▸ Given text:
◆ ◆ ◆ ◆
Basic Template Generation

Generate nodegroup templates with customizable configurations:

# Generate basic GPU template for x86_64
eks-nvidia-tools template \
    --generate \
    --cluster-name my-cluster \
    --nodegroup-name gpu-workers \
    --architecture x86_64 \
    --instance-types g4dn.xlarge g4dn.2xlarge \
    --capacity-type ON_DEMAND \
    --min-size 1 --max-size 10 --desired-size 2

# Generate ARM64 template for Graviton instances
eks-nvidia-tools template \
    --generate \
    --cluster-name arm64-cluster \
    --nodegroup-name gpu-workers-arm64 \
    --architecture arm64 \
    --instance-types g5g.xlarge g5g.2xlarge \
    --capacity-type SPOT \
    --disk-size 100

# Generate template with output to file
eks-nvidia-tools template \
    --generate \
    --cluster-name production \
    --architecture x86_64 \
    --output-file my-nodegroup-template.json

Template Validation

# Validate existing template
eks-nvidia-tools template --validate nodegroup-template.json

# Validate with JSON output format
eks-nvidia-tools template --validate my-template.json --output json

# Validate with specific AWS profile and region
eks-nvidia-tools template --validate template.json --profile production --region us-east-1

Comprehensive Examples

Example 1: Complete x86_64 GPU Setup

# Step 1: Check available Kubernetes versions
eks-nvidia-tools parse --list-versions

# Step 2: Find latest driver for target K8s version
eks-nvidia-tools parse \
    --k8s-version 1.32 \
    --architecture x86_64 \
    --latest

# Step 3: Generate GPU nodegroup template
eks-nvidia-tools template \
    --generate \
    --cluster-name gpu-production \
    --nodegroup-name gpu-workers \
    --architecture x86_64 \
    --instance-types g5.2xlarge g5.4xlarge \
    --capacity-type ON_DEMAND \
    --min-size 1 --max-size 10 --desired-size 3 \
    --output-file gpu-template.json

# Step 4: Align drivers using AMI-first strategy
eks-nvidia-tools align \
    --strategy ami-first \
    --cluster-name gpu-production \
    --template gpu-template.json \
    --profile production \
    --region us-east-1 \
    --output-file gpu-nodegroup-config.json

# Step 5: Review configuration before deployment
cat gpu-nodegroup-config.json | jq .
◆ ◆ ◆ ◆
▸ Exercise input:
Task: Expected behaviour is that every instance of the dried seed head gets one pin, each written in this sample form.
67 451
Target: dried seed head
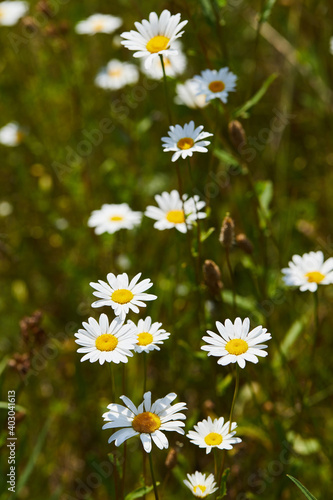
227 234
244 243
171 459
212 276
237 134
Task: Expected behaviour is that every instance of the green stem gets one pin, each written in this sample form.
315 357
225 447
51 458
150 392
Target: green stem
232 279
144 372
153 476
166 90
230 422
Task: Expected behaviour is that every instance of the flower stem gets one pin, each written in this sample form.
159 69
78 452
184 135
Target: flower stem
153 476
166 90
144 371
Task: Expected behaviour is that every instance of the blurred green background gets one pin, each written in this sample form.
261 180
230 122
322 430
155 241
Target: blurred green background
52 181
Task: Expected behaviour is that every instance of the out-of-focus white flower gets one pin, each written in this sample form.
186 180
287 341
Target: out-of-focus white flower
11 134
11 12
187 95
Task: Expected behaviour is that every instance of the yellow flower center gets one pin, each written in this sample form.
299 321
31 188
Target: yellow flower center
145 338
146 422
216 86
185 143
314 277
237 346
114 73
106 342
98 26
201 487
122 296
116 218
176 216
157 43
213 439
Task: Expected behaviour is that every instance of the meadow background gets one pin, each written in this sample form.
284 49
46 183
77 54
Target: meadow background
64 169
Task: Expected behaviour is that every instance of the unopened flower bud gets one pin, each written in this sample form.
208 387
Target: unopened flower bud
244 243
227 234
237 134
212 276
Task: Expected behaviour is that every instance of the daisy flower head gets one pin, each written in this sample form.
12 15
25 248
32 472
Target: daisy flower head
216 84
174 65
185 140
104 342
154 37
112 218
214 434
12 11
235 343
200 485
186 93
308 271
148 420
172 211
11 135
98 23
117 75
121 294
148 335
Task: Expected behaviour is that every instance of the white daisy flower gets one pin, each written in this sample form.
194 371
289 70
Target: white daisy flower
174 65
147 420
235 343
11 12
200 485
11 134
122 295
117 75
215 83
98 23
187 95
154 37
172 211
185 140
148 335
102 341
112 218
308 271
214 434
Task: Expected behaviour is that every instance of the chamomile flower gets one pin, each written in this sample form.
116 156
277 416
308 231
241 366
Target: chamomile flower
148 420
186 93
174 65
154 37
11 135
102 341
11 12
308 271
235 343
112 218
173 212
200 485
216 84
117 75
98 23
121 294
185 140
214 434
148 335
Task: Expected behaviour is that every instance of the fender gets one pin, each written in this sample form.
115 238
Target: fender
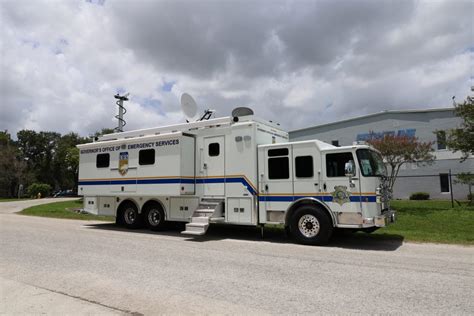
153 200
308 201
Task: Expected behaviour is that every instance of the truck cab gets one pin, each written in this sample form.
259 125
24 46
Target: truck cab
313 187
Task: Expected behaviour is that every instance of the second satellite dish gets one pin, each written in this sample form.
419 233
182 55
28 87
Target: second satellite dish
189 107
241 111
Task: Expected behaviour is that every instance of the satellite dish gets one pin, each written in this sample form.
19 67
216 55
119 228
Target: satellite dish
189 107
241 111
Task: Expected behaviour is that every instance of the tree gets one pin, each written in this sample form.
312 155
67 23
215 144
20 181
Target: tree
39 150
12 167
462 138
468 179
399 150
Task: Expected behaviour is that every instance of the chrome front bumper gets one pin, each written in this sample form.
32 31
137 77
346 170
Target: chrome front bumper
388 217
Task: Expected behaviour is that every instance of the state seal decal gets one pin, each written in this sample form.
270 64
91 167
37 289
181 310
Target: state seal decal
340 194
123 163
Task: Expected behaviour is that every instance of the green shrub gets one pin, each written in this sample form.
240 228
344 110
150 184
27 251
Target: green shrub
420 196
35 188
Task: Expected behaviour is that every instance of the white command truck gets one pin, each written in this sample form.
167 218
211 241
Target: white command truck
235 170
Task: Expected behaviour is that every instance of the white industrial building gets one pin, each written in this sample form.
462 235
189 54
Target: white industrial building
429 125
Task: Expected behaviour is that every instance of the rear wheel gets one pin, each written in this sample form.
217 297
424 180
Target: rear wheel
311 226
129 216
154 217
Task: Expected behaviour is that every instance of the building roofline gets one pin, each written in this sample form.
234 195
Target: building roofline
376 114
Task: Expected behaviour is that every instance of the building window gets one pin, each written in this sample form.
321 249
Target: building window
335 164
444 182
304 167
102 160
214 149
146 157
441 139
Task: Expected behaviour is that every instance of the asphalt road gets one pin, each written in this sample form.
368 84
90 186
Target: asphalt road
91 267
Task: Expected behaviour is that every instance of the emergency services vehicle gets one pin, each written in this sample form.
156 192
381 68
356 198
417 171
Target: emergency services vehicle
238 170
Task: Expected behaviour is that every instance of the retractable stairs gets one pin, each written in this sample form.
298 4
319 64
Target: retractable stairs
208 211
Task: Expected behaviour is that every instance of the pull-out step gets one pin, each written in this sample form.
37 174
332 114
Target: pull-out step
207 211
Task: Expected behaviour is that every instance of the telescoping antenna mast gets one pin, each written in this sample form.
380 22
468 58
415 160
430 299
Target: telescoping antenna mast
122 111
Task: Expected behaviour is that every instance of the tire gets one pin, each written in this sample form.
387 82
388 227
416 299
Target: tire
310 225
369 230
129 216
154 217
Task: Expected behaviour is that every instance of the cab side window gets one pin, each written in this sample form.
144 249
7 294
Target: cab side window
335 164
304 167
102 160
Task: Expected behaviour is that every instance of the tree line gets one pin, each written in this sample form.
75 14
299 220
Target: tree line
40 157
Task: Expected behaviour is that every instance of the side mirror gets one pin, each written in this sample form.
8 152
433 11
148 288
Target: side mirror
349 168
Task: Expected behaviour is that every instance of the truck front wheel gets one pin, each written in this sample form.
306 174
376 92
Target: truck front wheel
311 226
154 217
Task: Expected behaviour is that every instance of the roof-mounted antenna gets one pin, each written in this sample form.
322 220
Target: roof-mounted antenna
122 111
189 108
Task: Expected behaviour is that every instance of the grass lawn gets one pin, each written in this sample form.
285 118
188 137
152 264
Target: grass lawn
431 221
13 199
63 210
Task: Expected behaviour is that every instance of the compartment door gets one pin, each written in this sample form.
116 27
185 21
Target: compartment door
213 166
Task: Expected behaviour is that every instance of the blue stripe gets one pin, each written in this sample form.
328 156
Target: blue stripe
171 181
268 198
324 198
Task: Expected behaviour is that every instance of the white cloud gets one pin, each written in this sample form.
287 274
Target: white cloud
◆ ◆ ◆ ◆
▸ Actions to take:
(a) Locate every line in the records above that contains the word "retractable", and copy each of those lines.
(b) Carry on writing the eks-nvidia-tools command guide above, starting after its last line.

▸ Task-by-task answers:
(a)
Task: Expected behaviour is that every instance of the retractable stairs gets one pin, each written in this sample form.
Target: retractable stairs

(b)
Example 2: ARM64 GPU Deployment

# Step 1: Check ARM64 driver availability
eks-nvidia-tools parse \
    --k8s-version 1.32 \
    --architecture arm64 \
    --output json

# Step 2: Generate ARM64 GPU template
eks-nvidia-tools template \
    --generate \
    --cluster-name gpu-arm64 \
    --nodegroup-name gpu-workers-arm64 \
    --architecture arm64 \
    --instance-types g5g.xlarge g5g.2xlarge \
    --capacity-type SPOT \
    --min-size 0 --max-size 5 --desired-size 1 \
    --output-file arm64-gpu-template.json

# Step 3: Plan deployment (dry run)
eks-nvidia-tools align \
    --strategy ami-first \
    --cluster-name gpu-arm64 \
    --architecture arm64 \
    --template arm64-gpu-template.json \
    --plan-only

# Step 4: Execute deployment
eks-nvidia-tools align \
    --strategy ami-first \
    --cluster-name gpu-arm64 \
    --architecture arm64 \
    --template arm64-gpu-template.json \
    --output-file arm64-nodegroup-config.json

Example 3: Existing Cluster Migration with Extraction Mode

# Step 1: Extract configurations from existing cluster
eks-nvidia-tools align \
    --strategy ami-first \
    --extract-from-cluster production-cluster \
    --k8s-version 1.32 \
    --profile production \
    --region us-east-1

# Output shows: "Using actual AMI release version: 1.32.3-20250610"
# This generates: eks-dev-gpu-2025-06-19T13-15-03.json

# Step 2: Review the generated configuration
cat eks-dev-gpu-2025-06-19T13-15-03.json | jq .releaseVersion
# Shows: "1.32.3-20250610" (proper format with patch version)

# Step 3: Create the new nodegroup (works without errors!)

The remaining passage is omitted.